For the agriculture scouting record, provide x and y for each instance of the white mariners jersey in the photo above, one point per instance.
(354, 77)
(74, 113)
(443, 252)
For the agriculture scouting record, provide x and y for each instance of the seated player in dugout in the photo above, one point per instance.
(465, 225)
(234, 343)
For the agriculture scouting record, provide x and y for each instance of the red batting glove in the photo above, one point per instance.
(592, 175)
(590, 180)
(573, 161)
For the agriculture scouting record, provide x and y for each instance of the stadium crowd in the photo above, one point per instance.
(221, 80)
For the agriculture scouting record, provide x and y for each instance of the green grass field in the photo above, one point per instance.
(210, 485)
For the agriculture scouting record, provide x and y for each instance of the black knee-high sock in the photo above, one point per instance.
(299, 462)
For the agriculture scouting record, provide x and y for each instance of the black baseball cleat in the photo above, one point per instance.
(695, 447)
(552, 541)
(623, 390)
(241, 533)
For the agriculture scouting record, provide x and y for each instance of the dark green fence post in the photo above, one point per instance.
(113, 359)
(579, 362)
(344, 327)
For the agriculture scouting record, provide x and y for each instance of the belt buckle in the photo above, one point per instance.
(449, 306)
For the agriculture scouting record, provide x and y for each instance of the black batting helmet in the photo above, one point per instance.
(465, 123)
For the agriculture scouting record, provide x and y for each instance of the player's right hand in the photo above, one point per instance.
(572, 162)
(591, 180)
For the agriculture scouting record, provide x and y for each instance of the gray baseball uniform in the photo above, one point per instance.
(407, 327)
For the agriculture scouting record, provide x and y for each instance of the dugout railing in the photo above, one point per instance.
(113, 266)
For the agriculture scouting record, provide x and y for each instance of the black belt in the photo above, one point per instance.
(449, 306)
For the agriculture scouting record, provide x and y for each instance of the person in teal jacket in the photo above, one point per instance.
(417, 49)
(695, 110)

**WORK REQUIRED**
Rewrite everything from the line containing "the black belt" down to the end of the records above as a numbered list, omitting any blank lines.

**EXPECTED OUTPUT**
1. For the agriculture scouting record, provide x and y for each instance of the black belt in the photo above, one point per instance.
2. (449, 306)
3. For the agriculture scouting record, provide x and y for each instance of the person in teal jacket in the photo above, one point per instance.
4. (417, 49)
5. (695, 110)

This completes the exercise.